Begin Record extracts

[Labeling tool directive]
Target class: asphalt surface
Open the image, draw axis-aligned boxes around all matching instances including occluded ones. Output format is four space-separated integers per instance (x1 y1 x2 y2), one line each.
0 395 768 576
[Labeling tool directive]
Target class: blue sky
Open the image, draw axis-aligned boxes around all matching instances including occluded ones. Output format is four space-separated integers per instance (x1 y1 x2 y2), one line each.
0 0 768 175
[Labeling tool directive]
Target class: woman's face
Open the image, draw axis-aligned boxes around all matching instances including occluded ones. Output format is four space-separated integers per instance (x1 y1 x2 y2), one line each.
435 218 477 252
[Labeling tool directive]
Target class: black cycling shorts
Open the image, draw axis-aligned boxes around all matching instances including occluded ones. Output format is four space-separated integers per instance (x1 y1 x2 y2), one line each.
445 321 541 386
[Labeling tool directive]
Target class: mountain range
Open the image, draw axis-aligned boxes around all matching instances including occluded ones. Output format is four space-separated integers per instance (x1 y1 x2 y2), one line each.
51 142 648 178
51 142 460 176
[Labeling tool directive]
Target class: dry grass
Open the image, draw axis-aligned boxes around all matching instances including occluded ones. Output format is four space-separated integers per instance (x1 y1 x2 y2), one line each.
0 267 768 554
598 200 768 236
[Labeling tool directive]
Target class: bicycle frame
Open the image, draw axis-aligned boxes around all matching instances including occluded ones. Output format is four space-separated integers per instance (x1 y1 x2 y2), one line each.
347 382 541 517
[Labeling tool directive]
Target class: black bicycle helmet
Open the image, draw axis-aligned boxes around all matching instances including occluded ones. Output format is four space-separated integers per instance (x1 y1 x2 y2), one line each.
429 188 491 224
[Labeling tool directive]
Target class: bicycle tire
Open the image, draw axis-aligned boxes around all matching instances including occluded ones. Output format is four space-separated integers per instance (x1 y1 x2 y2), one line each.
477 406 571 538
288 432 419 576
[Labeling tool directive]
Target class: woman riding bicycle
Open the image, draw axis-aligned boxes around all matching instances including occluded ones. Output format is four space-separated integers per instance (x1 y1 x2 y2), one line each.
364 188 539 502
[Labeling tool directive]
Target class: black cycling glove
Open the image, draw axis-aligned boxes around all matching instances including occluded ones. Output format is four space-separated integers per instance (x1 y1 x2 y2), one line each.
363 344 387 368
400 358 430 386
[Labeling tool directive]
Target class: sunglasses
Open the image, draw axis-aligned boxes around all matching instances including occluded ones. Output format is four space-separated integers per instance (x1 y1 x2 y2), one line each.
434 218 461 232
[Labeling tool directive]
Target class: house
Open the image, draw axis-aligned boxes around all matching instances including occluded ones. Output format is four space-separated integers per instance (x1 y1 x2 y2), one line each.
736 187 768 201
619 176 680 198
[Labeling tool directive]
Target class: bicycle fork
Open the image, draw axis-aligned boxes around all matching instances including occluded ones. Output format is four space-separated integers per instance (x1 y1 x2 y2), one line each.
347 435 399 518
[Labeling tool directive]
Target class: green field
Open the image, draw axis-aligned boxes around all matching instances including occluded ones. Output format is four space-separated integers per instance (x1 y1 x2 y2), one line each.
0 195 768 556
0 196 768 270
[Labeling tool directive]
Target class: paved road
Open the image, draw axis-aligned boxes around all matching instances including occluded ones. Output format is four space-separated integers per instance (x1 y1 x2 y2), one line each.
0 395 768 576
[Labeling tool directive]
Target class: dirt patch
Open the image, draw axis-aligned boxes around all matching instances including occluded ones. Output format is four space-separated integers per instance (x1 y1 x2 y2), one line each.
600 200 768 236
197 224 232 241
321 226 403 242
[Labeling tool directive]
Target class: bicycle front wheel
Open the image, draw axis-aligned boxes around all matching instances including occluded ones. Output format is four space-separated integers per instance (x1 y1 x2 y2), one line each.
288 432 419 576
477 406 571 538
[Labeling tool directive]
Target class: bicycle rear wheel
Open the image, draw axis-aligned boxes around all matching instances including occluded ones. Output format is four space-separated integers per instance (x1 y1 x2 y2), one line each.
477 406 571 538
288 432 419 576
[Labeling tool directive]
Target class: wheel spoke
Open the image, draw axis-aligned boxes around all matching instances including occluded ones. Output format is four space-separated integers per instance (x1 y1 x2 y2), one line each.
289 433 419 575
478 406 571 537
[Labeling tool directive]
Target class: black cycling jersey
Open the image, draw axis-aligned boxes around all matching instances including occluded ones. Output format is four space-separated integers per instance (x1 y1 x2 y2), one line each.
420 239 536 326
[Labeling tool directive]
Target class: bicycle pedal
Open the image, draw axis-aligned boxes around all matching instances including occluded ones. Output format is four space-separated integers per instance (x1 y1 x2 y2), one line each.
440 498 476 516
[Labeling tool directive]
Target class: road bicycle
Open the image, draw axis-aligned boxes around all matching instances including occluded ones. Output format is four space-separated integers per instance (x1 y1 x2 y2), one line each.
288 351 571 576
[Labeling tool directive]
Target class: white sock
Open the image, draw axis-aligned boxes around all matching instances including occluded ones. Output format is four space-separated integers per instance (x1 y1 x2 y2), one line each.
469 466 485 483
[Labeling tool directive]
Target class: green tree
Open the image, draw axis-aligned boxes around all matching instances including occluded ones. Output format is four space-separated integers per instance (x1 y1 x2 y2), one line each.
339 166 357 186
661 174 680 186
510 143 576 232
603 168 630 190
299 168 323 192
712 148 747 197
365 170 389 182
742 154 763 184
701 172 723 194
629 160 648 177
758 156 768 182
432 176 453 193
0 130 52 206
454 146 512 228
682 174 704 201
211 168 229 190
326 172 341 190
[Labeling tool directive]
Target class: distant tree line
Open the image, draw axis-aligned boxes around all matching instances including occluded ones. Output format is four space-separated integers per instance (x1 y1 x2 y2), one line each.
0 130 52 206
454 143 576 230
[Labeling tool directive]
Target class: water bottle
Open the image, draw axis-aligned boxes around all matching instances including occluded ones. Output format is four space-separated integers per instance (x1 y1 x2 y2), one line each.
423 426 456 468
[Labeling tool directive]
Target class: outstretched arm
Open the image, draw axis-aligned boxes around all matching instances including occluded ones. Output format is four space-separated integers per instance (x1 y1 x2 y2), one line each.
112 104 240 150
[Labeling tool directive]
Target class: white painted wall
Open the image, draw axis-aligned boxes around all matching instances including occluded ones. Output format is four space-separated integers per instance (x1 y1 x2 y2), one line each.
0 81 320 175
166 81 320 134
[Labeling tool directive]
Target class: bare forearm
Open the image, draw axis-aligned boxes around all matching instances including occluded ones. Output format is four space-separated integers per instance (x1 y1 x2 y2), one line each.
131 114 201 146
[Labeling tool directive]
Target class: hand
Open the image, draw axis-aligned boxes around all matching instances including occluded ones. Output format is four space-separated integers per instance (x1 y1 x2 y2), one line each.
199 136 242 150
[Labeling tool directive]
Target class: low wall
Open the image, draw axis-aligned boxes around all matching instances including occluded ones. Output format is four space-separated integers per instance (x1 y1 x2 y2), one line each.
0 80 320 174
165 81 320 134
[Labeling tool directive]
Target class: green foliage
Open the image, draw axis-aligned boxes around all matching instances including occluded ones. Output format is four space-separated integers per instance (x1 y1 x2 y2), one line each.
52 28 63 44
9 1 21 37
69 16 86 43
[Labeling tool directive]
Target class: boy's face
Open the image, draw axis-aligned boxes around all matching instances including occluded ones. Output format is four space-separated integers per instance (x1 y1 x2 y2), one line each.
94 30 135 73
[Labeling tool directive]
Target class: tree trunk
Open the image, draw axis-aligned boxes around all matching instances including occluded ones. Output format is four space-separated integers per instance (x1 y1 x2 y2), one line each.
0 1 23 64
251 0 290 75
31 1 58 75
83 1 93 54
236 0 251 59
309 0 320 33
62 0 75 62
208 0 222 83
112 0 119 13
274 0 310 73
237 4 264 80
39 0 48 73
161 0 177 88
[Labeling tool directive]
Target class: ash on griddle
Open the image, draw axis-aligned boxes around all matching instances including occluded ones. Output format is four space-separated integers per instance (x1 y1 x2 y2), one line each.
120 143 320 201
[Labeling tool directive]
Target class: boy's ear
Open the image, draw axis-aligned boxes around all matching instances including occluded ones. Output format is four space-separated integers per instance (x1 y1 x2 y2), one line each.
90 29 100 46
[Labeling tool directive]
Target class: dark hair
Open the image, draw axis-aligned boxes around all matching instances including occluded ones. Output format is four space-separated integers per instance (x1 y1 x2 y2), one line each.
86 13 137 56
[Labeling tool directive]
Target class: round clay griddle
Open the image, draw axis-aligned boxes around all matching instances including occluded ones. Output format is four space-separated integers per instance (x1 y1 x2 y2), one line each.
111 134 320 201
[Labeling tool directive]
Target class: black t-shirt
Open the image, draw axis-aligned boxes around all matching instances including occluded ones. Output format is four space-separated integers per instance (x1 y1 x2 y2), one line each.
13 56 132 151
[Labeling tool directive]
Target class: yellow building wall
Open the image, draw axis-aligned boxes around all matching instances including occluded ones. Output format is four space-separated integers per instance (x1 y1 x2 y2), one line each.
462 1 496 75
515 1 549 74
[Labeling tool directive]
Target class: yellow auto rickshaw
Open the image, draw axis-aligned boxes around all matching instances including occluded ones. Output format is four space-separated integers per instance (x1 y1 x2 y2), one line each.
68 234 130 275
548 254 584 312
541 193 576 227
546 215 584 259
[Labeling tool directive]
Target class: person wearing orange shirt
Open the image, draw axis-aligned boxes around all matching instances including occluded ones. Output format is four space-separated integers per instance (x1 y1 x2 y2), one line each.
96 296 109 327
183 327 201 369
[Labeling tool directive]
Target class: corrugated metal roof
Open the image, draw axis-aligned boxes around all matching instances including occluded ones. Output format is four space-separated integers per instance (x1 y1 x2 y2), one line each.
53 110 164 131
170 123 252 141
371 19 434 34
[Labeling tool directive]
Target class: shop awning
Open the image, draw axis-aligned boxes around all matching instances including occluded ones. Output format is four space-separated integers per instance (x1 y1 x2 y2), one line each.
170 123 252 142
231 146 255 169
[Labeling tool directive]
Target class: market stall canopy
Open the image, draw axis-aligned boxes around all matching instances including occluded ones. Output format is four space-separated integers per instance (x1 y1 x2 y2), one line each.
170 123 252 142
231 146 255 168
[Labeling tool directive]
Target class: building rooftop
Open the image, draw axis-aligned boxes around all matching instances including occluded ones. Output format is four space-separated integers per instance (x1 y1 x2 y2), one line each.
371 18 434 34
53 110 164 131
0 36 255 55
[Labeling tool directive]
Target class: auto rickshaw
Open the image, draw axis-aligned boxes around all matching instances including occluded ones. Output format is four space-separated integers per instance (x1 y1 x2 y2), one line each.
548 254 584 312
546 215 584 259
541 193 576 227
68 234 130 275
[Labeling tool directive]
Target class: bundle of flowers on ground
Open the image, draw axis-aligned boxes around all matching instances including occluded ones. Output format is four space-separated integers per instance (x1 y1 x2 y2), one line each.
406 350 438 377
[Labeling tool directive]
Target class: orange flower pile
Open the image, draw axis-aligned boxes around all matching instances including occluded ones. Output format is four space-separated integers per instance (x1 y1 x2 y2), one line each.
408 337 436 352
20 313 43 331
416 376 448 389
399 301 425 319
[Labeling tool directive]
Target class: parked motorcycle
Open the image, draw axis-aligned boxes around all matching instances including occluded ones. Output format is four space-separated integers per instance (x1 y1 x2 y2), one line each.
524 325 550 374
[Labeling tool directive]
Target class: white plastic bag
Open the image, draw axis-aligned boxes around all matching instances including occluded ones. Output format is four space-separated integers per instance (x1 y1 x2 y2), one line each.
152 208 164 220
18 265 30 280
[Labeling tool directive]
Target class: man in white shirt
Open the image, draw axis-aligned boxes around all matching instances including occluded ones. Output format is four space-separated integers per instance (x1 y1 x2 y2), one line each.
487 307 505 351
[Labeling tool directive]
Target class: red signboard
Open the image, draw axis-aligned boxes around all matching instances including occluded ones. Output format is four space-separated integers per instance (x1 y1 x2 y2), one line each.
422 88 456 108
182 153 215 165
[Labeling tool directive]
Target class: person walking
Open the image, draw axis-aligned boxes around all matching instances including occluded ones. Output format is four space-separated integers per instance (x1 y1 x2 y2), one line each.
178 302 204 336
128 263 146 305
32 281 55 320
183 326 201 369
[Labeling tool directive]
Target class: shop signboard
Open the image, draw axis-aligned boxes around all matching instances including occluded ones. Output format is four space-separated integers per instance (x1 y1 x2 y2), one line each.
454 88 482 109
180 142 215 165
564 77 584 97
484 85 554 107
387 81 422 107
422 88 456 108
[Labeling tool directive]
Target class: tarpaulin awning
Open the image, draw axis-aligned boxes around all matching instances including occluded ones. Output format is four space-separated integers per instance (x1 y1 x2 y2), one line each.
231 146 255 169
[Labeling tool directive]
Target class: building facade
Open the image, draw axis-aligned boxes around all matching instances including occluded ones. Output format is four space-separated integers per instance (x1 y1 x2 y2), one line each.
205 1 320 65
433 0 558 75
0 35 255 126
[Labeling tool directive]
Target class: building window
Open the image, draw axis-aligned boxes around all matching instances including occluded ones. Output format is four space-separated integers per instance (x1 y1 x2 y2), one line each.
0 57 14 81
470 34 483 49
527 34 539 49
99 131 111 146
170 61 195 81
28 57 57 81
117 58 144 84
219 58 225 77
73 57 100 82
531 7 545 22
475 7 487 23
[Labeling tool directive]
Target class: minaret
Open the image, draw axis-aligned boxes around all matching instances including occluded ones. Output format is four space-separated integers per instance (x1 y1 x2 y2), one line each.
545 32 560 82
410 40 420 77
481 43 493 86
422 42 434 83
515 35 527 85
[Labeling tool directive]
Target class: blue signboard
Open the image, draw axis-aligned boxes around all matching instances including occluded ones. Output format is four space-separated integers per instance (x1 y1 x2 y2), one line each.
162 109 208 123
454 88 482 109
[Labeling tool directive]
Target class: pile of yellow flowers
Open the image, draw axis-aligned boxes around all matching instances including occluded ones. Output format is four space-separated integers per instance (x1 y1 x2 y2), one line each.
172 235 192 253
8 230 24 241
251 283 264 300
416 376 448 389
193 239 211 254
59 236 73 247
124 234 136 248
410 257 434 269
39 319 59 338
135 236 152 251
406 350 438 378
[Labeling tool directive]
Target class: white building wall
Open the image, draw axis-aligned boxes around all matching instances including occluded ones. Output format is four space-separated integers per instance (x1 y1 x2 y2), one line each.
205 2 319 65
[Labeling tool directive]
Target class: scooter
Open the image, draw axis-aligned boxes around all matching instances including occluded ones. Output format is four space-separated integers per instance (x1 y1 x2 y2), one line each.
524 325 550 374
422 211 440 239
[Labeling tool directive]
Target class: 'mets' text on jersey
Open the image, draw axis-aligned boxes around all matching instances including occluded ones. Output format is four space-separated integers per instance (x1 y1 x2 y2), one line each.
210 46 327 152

End Record extracts

**Challenge:**
Reproduce word for word every line from the start of the entries through the line holding "429 188 491 224", including that line.

**Task response:**
[Labeling tool directive]
Target class: asphalt surface
Open the image, draw axis-aligned boxes around all matching instances including occluded ones. Output format is four space-separated integers per instance (x1 y1 x2 y2), one line each.
0 395 768 576
[Labeling tool directive]
Target class: blue sky
Open the image, draw axis-aligned boxes around all matching instances including occluded ones. Output format is four space-separated integers per instance (x1 y1 x2 y2), one line each.
0 0 768 175
[Labeling tool directive]
Target class: woman's face
Open the image, draw axis-aligned boxes around all matching instances including occluded ones. Output format is four space-separated integers per instance (x1 y1 x2 y2), one line each.
435 218 477 252
[Labeling tool directive]
Target class: black cycling shorts
Open the image, draw axis-aligned boxes around all matching instances including occluded ones. Output format is four space-separated integers per instance (x1 y1 x2 y2), one line each.
445 321 541 386
[Labeling tool directive]
Target class: mountain range
Open the image, draw axis-aligned boxes around all matching instances including occluded ones. Output format is four space-separated integers per instance (x1 y1 x2 y2), one line each.
51 142 648 178
51 142 460 176
[Labeling tool directive]
Target class: dry grass
Open the image, draw axis-aligned boxes around all matching instances including occluded ones. Output format is four space-separated integers per instance (x1 y1 x2 y2), one line each.
0 267 768 554
598 200 768 236
[Labeling tool directive]
Target class: bicycle frame
Open the image, draw axis-aligned boxes around all matching instances including occluded ones. Output format is four space-separated integers per instance (x1 y1 x2 y2), one line each.
347 382 541 517
[Labeling tool directive]
Target class: black bicycle helmet
Open the image, draw axis-aligned boxes around all matching instances including occluded ones. Output format is four space-separated integers per instance (x1 y1 x2 y2), one line each.
429 188 491 224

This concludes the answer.